Rows from a data source
╔══

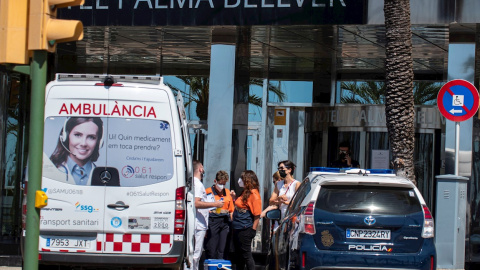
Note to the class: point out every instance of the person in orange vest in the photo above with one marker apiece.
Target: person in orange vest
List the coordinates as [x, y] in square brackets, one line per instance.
[219, 219]
[248, 207]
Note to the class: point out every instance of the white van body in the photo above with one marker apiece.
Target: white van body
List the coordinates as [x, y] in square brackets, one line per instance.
[136, 207]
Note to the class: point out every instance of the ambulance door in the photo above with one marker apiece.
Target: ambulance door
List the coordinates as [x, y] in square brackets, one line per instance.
[73, 136]
[142, 172]
[190, 221]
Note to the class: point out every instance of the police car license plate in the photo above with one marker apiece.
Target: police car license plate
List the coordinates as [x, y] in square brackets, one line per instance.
[67, 243]
[368, 234]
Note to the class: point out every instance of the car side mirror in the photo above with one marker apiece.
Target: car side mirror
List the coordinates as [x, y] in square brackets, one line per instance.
[274, 214]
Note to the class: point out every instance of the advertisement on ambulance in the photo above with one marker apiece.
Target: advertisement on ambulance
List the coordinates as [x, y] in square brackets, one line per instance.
[114, 171]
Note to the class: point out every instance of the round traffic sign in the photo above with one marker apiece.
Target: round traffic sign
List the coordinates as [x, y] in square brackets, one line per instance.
[458, 100]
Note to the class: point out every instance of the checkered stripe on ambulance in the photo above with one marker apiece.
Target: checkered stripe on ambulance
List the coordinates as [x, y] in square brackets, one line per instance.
[114, 170]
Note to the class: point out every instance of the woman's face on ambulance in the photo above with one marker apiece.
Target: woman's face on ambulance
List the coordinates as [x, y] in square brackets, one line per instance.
[82, 142]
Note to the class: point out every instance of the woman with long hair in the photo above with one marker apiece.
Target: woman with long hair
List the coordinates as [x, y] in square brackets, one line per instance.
[284, 189]
[248, 207]
[77, 148]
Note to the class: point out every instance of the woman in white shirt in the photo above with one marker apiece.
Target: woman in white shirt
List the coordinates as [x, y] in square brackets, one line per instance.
[284, 189]
[77, 148]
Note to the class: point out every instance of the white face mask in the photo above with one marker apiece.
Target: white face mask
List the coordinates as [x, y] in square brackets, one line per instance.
[220, 187]
[240, 182]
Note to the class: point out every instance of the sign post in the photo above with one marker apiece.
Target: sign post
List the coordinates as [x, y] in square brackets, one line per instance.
[458, 101]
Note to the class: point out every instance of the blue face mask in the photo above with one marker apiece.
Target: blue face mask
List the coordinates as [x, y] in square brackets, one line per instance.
[240, 182]
[220, 187]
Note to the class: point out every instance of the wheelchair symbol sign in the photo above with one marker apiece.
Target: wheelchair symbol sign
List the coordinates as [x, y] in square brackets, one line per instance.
[458, 100]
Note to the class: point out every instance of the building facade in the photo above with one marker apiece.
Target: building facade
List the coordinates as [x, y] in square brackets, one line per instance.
[285, 80]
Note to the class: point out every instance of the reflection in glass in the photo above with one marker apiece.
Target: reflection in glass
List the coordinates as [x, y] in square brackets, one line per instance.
[373, 92]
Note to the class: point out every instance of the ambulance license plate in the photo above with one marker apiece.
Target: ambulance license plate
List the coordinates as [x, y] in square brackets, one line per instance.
[67, 243]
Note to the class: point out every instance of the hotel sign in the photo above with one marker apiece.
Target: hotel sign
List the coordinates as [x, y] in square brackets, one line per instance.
[216, 12]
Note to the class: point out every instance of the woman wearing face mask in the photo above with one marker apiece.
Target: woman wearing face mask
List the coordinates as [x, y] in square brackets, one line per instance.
[284, 189]
[276, 178]
[219, 218]
[246, 216]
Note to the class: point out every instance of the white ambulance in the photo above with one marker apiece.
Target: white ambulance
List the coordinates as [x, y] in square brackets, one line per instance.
[117, 169]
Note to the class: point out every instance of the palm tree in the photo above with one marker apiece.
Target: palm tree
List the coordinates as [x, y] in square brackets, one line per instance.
[399, 101]
[424, 93]
[199, 93]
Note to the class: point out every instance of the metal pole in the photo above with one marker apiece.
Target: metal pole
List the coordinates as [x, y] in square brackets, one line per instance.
[35, 154]
[457, 145]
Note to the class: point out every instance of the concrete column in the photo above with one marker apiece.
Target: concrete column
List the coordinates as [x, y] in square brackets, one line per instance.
[218, 155]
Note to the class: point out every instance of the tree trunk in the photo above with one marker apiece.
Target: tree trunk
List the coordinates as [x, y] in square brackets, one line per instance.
[399, 106]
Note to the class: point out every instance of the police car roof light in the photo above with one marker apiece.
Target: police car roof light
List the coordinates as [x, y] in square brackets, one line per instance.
[381, 171]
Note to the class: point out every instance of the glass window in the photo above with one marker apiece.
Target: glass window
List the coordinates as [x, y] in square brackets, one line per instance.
[373, 92]
[368, 199]
[291, 91]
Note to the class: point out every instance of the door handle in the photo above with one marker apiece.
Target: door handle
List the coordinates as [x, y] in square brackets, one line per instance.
[118, 205]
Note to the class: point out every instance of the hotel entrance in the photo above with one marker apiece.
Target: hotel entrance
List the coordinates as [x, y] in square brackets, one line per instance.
[363, 128]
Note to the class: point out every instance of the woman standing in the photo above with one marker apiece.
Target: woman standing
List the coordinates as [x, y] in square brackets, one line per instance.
[219, 219]
[284, 189]
[271, 206]
[246, 216]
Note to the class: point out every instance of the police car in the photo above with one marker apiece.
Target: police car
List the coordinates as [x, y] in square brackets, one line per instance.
[354, 219]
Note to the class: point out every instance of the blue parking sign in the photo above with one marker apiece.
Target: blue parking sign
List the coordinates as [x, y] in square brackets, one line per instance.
[458, 100]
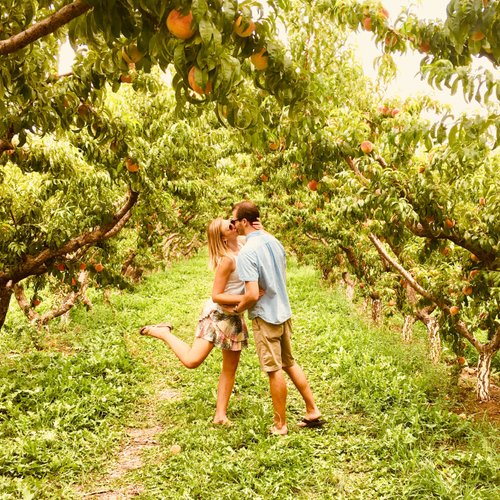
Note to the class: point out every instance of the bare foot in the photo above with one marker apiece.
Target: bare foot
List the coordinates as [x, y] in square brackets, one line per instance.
[222, 421]
[157, 331]
[279, 431]
[313, 416]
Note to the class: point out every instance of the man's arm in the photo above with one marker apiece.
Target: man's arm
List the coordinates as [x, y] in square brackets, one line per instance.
[250, 298]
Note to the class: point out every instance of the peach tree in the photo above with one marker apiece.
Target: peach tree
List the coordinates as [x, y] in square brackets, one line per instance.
[74, 167]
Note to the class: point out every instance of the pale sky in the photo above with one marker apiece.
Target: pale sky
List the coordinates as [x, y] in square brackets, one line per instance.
[407, 82]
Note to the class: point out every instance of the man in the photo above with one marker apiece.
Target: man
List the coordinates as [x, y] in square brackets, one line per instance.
[262, 265]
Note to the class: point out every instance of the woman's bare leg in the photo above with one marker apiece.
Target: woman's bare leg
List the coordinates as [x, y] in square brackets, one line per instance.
[190, 356]
[230, 360]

╚══

> **Exercise requirements**
Arrange all the lines of the rows above as a numbered list, skipping blank lines and leaving out the pictures.

> **Answer to this exercise**
1. Note to the class: point out every instance of the person in orange vest in the photo above with one marker apiece.
2. Target: person in orange vest
3. List the coordinates as [x, y] in square brackets, one line per instance.
4. [219, 219]
5. [248, 207]
6. Note to the class: point out every instance of the white van body in the photo above with one marker apiece.
7. Target: white van body
8. List the coordinates as [x, y] in square brackets, one line per instance.
9. [136, 207]
10. Note to the class: point out every instance of the ambulance door in the photo above with one marker apiece.
11. Target: ambulance door
12. List the coordinates as [x, y] in square brackets, one line per instance.
13. [73, 136]
14. [142, 172]
15. [190, 221]
16. Note to the class: point out every instance of the police car license plate in the photo above with one marker apiece.
17. Target: police car license plate
18. List the coordinates as [x, y] in square brackets, one line per instance.
19. [67, 243]
20. [368, 234]
21. Note to the class: point out every instance of the car side mirror in the photo above with one marker apiece.
22. Target: car side mirror
23. List the coordinates as [x, y] in square brackets, one line per instance.
24. [274, 214]
25. Note to the class: point out every instance of the advertisement on ambulance in the photo above with one marker apiece.
26. Target: advertisement on ambulance
27. List the coordinates as [x, y] in square brackets, one line per instance.
28. [114, 171]
29. Note to the class: point out every instance of the round traffic sign in the photo above with one marker apiece.
30. Target: round traffic sign
31. List the coordinates as [x, y] in square brackets, one line per instance.
32. [458, 100]
33. Note to the class: point out every instance of the checkered stripe on ambulance in the photo above with one marker apiece.
34. Target: checkered stripe on ambulance
35. List the coordinates as [x, y] in square brackets, one line per instance.
36. [114, 170]
37. Note to the class: point out every instance of the woman's face on ambulance in the photo above with one marker apiece.
38. Target: woman's face on ambulance
39. List the coordinates as [x, y] in square brackets, one line per instance.
40. [82, 142]
41. Note to the class: point out every instance of the woman with long hair in the photo above with one marker apiece.
42. Target: woman with long hair
43. List the coordinates as [x, y] in square brackets, one line per instance.
44. [284, 189]
45. [248, 207]
46. [77, 148]
47. Note to the class: point out every instance of the woman in white shirt in the photo above with one marker apiece.
48. Target: woman in white shirt
49. List the coordinates as [x, y] in square brackets, one line per instance.
50. [284, 189]
51. [77, 148]
52. Note to the class: point out every instance of the white face mask in the photo above with one marker apiece.
53. Target: white face mask
54. List the coordinates as [x, y] in square brackets, one line per instance.
55. [220, 187]
56. [240, 182]
57. Note to the class: point out every instance of the sign post in the photo above with one marker apiece.
58. Target: sign post
59. List the coordinates as [x, y] in square brackets, one line per instance.
60. [458, 101]
61. Note to the class: point out every instance of the blue face mask in the photo above with one marker apiece.
62. Target: blue face mask
63. List the coordinates as [x, y] in square brackets, one line per instance.
64. [240, 182]
65. [220, 187]
66. Note to the class: point out every instance of the wheelchair symbol sign in the photo above with one marker apiece.
67. Target: wheelchair symbol sign
68. List the coordinates as [x, y] in square brackets, one line per instance.
69. [458, 100]
70. Note to the class: point out every instance of the building facade in the photo above with one marker apiece.
71. Target: building facade
72. List the coordinates as [x, y] in square brackets, one line per instance.
73. [285, 80]
74. Note to the class: point out every instance of the reflection in glass in the photo above with one marker apiece.
75. Target: reflection in glass
76. List the coordinates as [x, y] in square brackets, one line per instance.
77. [373, 92]
78. Note to the class: point out every instance of the ambulance license plate in the photo above with one marker apiece.
79. Target: ambulance license plate
80. List the coordinates as [x, y] in square brackets, one line per instance.
81. [67, 243]
82. Note to the class: point out every instance of the hotel sign in the photo above with one marker apiece.
83. Target: hotel sign
84. List the coordinates as [x, y] in square brackets, one line per instance.
85. [216, 12]
86. Note to the class: point out every instance of the woman wearing face mask in the photo above with one marker apiece.
87. Target: woman wearing face mask
88. List the coordinates as [x, y] in square brackets, one line per instance.
89. [284, 189]
90. [276, 178]
91. [219, 218]
92. [246, 216]
93. Note to the class: point out every instance of the white ambulance in the photo above with one marker apiece.
94. Target: white ambulance
95. List the coordinates as [x, y] in square brackets, one line per instance.
96. [117, 169]
97. Note to the class: point out every instance of the palm tree in the photo above with one marker apiece.
98. Target: palm tree
99. List the coordinates as [x, y] in square brackets, one line per instance.
100. [399, 101]
101. [424, 93]
102. [199, 93]
103. Note to the class: point out every instance of the metal pole in the photo above with one marker apiece.
104. Target: metal pole
105. List the coordinates as [x, y] in square brackets, one line per instance.
106. [35, 154]
107. [457, 145]
108. Note to the class: point out every instance of the concrete column in the photo above with one marker apiece.
109. Target: concrete column
110. List the coordinates as [x, y] in square brackets, one line per instance.
111. [218, 155]
112. Note to the class: point out every instance of the tree trunk in the photo above with one marker apiece.
113. Target: tree trunk
114. List the coordinates as [x, y] in square brackets, one line per instance.
115. [399, 106]
116. Note to the class: point out every instance of the police car roof light in the photo above with one marker apiece.
117. Target: police car roof light
118. List the coordinates as [x, y] in square brackets, one line per instance.
119. [381, 171]
120. Note to the class: point out every instance of the glass window in the photo above with one marker apiece.
121. Target: glass window
122. List the coordinates as [x, y] in square brackets, one line per instance.
123. [373, 92]
124. [368, 199]
125. [291, 91]
126. Note to the class: point out every instance of the door handle in the photo above with one marker apiece.
127. Target: door handle
128. List the coordinates as [x, y] in square brackets, one line per instance.
129. [118, 205]
130. Note to the class: point out every instance of the hotel entrance in the photo above with one marker apiece.
131. Target: hotel entrance
132. List the coordinates as [x, y] in square brackets, one line per instance.
133. [363, 128]
134. Note to the class: point out every instance of the woman standing in the photo above with one marker apiece.
135. Target: woman standing
136. List the coordinates as [x, y] in square brackets, one line per instance.
137. [219, 219]
138. [284, 189]
139. [271, 206]
140. [246, 216]
141. Note to the class: point out every instance of the police car in the photo above with one marker apiece.
142. Target: police car
143. List the coordinates as [x, y] in square brackets, one line per instance.
144. [354, 219]
145. Note to the class: point out every instance of the blue parking sign in the photo above with one marker apiece.
146. Target: blue parking sign
147. List the coordinates as [x, y] in square brackets, one line per instance.
148. [458, 100]
149. Note to the class: point out every instance of the bare foot in the photo above with one marker apiece.
150. Target: bare foot
151. List the coordinates as [x, y] in square brackets, one line per instance.
152. [222, 421]
153. [157, 331]
154. [279, 431]
155. [313, 416]
156. Note to the class: point out every instance of the man's arm in the photo above with one marker apiece.
157. Target: man's arm
158. List the coordinates as [x, y] in square brackets, one line per instance.
159. [250, 298]
160. Note to the class: point out every instance of the peach tree in the photo above with one marker apiece.
161. Target: peach tree
162. List the coordinates as [x, y] in square brackets, one line per instance.
163. [74, 167]
164. Note to the class: point out every instance of the pale sky in the photo above with one marker apiece.
165. Target: pale sky
166. List the coordinates as [x, y] in square brackets, one line per instance.
167. [407, 82]
168. Note to the class: point out every instance of the man in the photo above with one marker apiece.
169. Target: man
170. List the coordinates as [x, y] in square brackets, one line per instance.
171. [262, 265]
172. Note to the class: point out every instance of the woman's bare leg in the photo above with one marker apiece.
173. Target: woman's bare leg
174. List the coordinates as [x, y] in square brackets, one line per instance.
175. [190, 356]
176. [230, 360]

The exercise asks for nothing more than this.